(Source records)
--------------------
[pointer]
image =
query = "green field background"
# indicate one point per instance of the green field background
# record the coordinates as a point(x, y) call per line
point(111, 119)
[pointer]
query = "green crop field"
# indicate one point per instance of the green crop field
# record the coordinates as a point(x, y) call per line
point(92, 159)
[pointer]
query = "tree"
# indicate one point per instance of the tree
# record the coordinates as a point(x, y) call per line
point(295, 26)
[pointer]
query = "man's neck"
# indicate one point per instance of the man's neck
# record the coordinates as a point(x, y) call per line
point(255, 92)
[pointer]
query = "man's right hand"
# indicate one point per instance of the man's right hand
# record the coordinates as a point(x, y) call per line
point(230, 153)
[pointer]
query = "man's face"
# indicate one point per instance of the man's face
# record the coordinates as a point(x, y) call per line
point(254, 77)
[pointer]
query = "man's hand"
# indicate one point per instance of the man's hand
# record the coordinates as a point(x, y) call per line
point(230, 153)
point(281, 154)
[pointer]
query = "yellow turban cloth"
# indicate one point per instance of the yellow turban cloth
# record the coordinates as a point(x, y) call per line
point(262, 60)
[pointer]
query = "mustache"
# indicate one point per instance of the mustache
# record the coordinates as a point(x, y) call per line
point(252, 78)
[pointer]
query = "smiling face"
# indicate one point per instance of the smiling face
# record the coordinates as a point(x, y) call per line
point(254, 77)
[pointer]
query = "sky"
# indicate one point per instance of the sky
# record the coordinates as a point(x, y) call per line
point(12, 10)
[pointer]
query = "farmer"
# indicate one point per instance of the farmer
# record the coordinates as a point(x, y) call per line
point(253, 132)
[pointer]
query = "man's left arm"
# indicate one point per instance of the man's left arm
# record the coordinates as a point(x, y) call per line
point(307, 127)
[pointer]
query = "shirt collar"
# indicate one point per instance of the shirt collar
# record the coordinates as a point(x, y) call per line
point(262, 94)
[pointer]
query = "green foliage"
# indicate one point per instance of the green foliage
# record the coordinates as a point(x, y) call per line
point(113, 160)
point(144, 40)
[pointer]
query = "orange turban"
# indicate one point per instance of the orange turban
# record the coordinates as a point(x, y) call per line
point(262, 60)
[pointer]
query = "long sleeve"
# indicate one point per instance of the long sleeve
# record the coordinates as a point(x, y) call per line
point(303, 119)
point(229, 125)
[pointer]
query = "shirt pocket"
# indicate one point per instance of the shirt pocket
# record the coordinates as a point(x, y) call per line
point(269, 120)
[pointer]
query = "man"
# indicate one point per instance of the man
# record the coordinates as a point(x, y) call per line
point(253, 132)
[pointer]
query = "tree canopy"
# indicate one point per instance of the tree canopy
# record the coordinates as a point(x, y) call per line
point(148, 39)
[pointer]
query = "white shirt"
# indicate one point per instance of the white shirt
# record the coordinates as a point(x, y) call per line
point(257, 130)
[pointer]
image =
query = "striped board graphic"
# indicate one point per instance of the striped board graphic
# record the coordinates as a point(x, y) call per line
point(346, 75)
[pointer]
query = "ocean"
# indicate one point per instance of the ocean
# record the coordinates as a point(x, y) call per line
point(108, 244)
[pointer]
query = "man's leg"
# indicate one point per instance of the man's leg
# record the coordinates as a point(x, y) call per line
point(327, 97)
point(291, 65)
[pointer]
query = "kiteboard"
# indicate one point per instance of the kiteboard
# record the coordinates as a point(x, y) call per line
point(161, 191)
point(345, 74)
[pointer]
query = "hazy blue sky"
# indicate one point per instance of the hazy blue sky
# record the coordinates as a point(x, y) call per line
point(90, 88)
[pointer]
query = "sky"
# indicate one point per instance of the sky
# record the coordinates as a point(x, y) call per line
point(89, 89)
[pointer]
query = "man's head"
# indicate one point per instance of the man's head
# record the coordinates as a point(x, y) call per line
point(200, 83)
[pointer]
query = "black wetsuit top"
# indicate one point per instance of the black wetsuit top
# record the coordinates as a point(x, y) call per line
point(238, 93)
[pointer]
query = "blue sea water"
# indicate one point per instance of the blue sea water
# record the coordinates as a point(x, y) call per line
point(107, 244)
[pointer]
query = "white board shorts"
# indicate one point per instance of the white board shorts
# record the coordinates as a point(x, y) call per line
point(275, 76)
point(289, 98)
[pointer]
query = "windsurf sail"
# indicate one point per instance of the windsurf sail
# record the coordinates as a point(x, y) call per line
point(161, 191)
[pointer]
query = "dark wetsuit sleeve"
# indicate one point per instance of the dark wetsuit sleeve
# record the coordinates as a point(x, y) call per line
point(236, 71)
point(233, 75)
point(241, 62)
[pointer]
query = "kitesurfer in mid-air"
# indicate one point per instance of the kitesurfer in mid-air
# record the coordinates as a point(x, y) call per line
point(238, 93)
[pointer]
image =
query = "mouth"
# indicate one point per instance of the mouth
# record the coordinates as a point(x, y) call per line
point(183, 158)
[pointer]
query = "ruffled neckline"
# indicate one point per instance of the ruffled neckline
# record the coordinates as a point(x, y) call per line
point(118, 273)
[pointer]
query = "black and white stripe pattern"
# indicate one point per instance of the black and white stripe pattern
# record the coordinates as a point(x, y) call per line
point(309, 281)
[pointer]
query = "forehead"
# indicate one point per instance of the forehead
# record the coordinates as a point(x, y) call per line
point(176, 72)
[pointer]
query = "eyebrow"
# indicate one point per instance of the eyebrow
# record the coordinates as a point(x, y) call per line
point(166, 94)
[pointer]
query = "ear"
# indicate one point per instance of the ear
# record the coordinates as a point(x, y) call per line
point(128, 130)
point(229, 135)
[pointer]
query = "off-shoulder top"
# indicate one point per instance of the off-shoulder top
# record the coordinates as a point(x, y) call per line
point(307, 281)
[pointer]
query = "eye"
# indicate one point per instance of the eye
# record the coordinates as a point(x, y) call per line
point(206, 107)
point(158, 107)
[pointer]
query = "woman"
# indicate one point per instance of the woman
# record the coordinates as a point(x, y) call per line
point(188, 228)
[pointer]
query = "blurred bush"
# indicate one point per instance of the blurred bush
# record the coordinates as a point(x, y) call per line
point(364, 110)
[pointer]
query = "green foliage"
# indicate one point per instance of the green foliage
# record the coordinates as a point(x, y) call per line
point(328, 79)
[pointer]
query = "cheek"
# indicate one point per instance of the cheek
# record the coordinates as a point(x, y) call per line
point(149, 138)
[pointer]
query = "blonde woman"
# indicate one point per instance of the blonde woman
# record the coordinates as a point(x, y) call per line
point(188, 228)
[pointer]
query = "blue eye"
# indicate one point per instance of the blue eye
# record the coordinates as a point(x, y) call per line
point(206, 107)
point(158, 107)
--------------------
From the records above, extract every entry exactly as given.

[pointer]
image =
query = "green field background"
# indicate one point per instance of the green field background
# record the coordinates as a point(x, y) call per line
point(111, 119)
[pointer]
query = "green crop field"
# indicate one point per instance of the green crop field
# record the coordinates as a point(x, y) call per line
point(92, 159)
[pointer]
query = "tree"
# indicate one point per instance of the tree
# record the coordinates as a point(x, y) call per line
point(295, 26)
[pointer]
query = "man's neck"
# indicate one point per instance of the man's neck
# record the coordinates as a point(x, y) call per line
point(255, 92)
[pointer]
query = "man's right hand"
# indicate one point per instance of the man's right hand
# record the coordinates as a point(x, y) call per line
point(230, 153)
[pointer]
query = "man's face"
# indicate one point per instance of the man's face
# record the coordinates as a point(x, y) call per line
point(254, 77)
[pointer]
query = "man's hand"
# indicate one point per instance of the man's hand
# record the coordinates as a point(x, y) call per line
point(230, 153)
point(281, 154)
[pointer]
query = "yellow turban cloth"
# indicate one point per instance of the yellow turban cloth
# record the coordinates as a point(x, y) call per line
point(262, 60)
[pointer]
query = "mustache"
# indicate one point per instance of the mustache
# record the coordinates as a point(x, y) call per line
point(252, 78)
[pointer]
query = "smiling face"
# indicate one point per instance of the smiling face
# record the coordinates as a point(x, y) call per line
point(254, 77)
[pointer]
query = "sky"
# indicate one point per instance of the sky
# record the coordinates as a point(x, y) call per line
point(12, 10)
[pointer]
query = "farmer"
# indicate one point per instance of the farmer
# record the coordinates as a point(x, y) call per line
point(253, 132)
[pointer]
query = "man's left arm"
# indicate one point per instance of the man's left arm
# record the coordinates as a point(x, y) call per line
point(307, 127)
[pointer]
query = "shirt collar"
# indicate one point per instance of the shirt collar
# record the coordinates as a point(x, y) call per line
point(262, 94)
[pointer]
query = "green foliage"
# indicate one point per instance of the green foliage
# record the coordinates as a point(x, y) call per line
point(113, 160)
point(144, 40)
[pointer]
query = "orange turban"
# indicate one point per instance of the orange turban
# record the coordinates as a point(x, y) call per line
point(262, 60)
[pointer]
query = "long sleeve"
# indicate one point per instance of the long sleeve
# record the coordinates as a point(x, y) call per line
point(303, 119)
point(229, 125)
[pointer]
query = "shirt pocket"
# indicate one point per instance of the shirt pocket
# record the coordinates as a point(x, y) call per line
point(269, 120)
[pointer]
query = "man"
# indicate one point per instance of the man
# record the coordinates as a point(x, y) call per line
point(253, 132)
[pointer]
query = "tree canopy"
# indicate one point per instance of the tree canopy
# record the coordinates as a point(x, y) call per line
point(148, 39)
[pointer]
query = "white shirt"
# indicate one point per instance of the white shirt
# record the coordinates as a point(x, y) call per line
point(257, 130)
[pointer]
image =
query = "striped board graphic"
# indicate one point per instance of the striped board graphic
# record the coordinates as a point(x, y) call per line
point(346, 75)
[pointer]
query = "ocean"
# indicate one point per instance of the ocean
# record the coordinates as a point(x, y) call per line
point(108, 244)
[pointer]
query = "man's leg"
# indicate one point per instance of the man's leg
# record the coordinates as a point(x, y) call per line
point(327, 97)
point(291, 65)
[pointer]
query = "kiteboard"
# indicate one point per instance of the kiteboard
# record the coordinates as a point(x, y) call per line
point(161, 191)
point(345, 74)
[pointer]
query = "hazy blue sky"
# indicate one point per instance of the hazy blue sky
# record the coordinates as a point(x, y) call per line
point(90, 88)
[pointer]
query = "sky"
# indicate one point per instance of the sky
# record the coordinates as a point(x, y) call per line
point(89, 89)
[pointer]
query = "man's head"
# indicate one point per instance of the man's head
# record the coordinates as a point(x, y) call per line
point(200, 83)
[pointer]
query = "black wetsuit top"
# indicate one point per instance of the black wetsuit top
# record the coordinates as a point(x, y) call per line
point(238, 93)
[pointer]
query = "blue sea water"
# indicate one point per instance of the blue sea water
# record the coordinates as a point(x, y) call per line
point(107, 244)
[pointer]
query = "white board shorts"
# indicate one point per instance of the white board shorts
# record the coordinates as a point(x, y) call per line
point(275, 76)
point(289, 98)
[pointer]
query = "windsurf sail"
# indicate one point per instance of the windsurf sail
# record the coordinates as a point(x, y) call per line
point(161, 191)
[pointer]
query = "dark wetsuit sleeve"
# indicate one point per instance of the dark wetsuit sleeve
# record the coordinates as a point(x, y) call per line
point(236, 71)
point(233, 75)
point(241, 62)
[pointer]
query = "kitesurfer in mid-air"
# indicate one point per instance of the kitesurfer in mid-air
# record the coordinates as a point(x, y) call per line
point(238, 93)
[pointer]
image =
query = "mouth"
# indicate one point per instance of the mouth
# record the coordinates as a point(x, y) call per line
point(183, 158)
[pointer]
query = "ruffled neckline"
# indicate one point per instance of the ruffled neckline
# record the coordinates as a point(x, y) call per line
point(118, 273)
[pointer]
query = "black and white stripe pattern"
# indicate one point per instance of the black and white stripe pattern
# record the coordinates as a point(x, y) call per line
point(309, 281)
[pointer]
query = "forehead"
# indicate one point per instance of the forehead
# record the coordinates as a point(x, y) call per line
point(176, 72)
[pointer]
query = "eyebrow"
# indicate one point per instance of the eyebrow
# record the coordinates as a point(x, y) call per line
point(166, 94)
[pointer]
query = "ear"
# indicate one point per instance of the ear
# record the coordinates as a point(x, y) call per line
point(128, 130)
point(229, 135)
[pointer]
query = "off-shoulder top"
# indicate one point per instance of the off-shoulder top
# record the coordinates as a point(x, y) call per line
point(307, 281)
[pointer]
query = "eye"
# indicate one point per instance of the eye
# record the coordinates as a point(x, y) call per line
point(206, 107)
point(158, 107)
[pointer]
query = "woman"
# indicate one point per instance of the woman
# record the coordinates as a point(x, y) call per line
point(188, 228)
[pointer]
query = "blurred bush"
# indicate one point per instance of the blurred bush
# record the coordinates as a point(x, y) call per line
point(364, 110)
[pointer]
query = "green foliage"
# indicate one point per instance of the green foliage
# record the coordinates as a point(x, y) call per line
point(328, 79)
[pointer]
query = "cheek"
# indicate one point per instance of the cheek
# record the coordinates as a point(x, y) call per line
point(149, 138)
[pointer]
query = "blonde woman"
# indicate one point per instance of the blonde woman
# record the coordinates as a point(x, y) call per line
point(188, 228)
[pointer]
query = "blue eye"
# indicate one point per instance of the blue eye
# record the coordinates as a point(x, y) call per line
point(206, 107)
point(158, 107)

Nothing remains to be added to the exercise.